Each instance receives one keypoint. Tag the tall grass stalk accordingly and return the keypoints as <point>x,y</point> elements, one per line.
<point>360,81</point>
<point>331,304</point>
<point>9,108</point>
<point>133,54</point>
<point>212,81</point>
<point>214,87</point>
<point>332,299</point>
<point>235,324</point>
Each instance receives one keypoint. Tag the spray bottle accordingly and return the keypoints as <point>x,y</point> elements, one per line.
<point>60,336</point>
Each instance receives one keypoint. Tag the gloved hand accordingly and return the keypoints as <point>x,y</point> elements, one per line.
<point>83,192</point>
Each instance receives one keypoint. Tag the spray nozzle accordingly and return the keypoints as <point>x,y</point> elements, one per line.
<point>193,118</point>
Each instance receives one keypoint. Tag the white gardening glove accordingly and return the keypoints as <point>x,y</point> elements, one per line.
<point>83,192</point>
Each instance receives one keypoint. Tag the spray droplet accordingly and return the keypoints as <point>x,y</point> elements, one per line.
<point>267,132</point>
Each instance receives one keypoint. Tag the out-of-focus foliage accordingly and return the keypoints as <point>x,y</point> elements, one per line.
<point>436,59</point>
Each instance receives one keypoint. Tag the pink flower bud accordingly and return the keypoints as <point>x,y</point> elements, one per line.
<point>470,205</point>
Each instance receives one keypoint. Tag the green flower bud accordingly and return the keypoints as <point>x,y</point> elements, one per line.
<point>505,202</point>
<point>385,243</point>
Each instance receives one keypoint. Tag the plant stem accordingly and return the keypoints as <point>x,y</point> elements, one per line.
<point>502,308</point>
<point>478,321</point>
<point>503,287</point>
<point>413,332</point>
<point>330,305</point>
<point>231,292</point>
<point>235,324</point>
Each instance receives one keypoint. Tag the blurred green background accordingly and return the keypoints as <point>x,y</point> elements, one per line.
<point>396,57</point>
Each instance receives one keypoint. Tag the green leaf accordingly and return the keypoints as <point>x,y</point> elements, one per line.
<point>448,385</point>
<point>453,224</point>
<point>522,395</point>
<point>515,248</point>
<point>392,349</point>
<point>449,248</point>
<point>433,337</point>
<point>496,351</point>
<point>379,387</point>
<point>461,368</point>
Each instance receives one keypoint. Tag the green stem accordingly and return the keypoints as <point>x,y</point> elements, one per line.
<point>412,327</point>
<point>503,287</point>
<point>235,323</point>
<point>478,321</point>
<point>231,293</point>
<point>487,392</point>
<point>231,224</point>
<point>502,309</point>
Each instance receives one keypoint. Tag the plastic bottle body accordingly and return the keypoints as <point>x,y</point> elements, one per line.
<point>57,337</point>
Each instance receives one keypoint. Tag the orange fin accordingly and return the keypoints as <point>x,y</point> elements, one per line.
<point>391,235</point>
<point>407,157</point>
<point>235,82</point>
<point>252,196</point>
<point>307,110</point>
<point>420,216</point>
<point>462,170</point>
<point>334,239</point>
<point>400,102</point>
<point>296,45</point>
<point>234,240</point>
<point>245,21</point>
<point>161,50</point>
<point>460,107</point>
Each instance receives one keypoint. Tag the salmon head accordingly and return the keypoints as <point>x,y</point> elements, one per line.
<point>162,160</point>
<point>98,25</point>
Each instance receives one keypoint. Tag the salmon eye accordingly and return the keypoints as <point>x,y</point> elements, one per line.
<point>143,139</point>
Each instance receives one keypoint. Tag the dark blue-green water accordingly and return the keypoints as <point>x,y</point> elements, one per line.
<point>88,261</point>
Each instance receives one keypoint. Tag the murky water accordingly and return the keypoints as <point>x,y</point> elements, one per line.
★ ★ ★ ★ ★
What you need to do >>
Reproduce the entries word for word, beginning with the first line and going on through the line that contains "<point>267,132</point>".

Response to the task >>
Each instance receives one keypoint. Tag the tall grass stalk accordingly and return the keypoints as <point>x,y</point> elements, one per line.
<point>360,81</point>
<point>331,304</point>
<point>9,108</point>
<point>133,54</point>
<point>212,81</point>
<point>214,87</point>
<point>332,299</point>
<point>235,324</point>
Each instance receives one keypoint. Tag the spray bottle accordingly and return the keypoints as <point>x,y</point> elements, one per line.
<point>60,336</point>
Each instance receives one keypoint. Tag the gloved hand accordingly and return the keypoints as <point>x,y</point> elements, one per line.
<point>83,192</point>
Each instance receives one keypoint. Tag the spray nozzle accordingly and return the keypoints as <point>x,y</point> elements, one per line.
<point>193,118</point>
Each instance receives one keypoint. Tag the white gardening glove accordingly and return the keypoints as <point>x,y</point> elements, one per line.
<point>83,192</point>
Each instance receives one keypoint. Tag the spray droplet accordingly and return the keypoints as <point>x,y</point> elements, one per line.
<point>267,132</point>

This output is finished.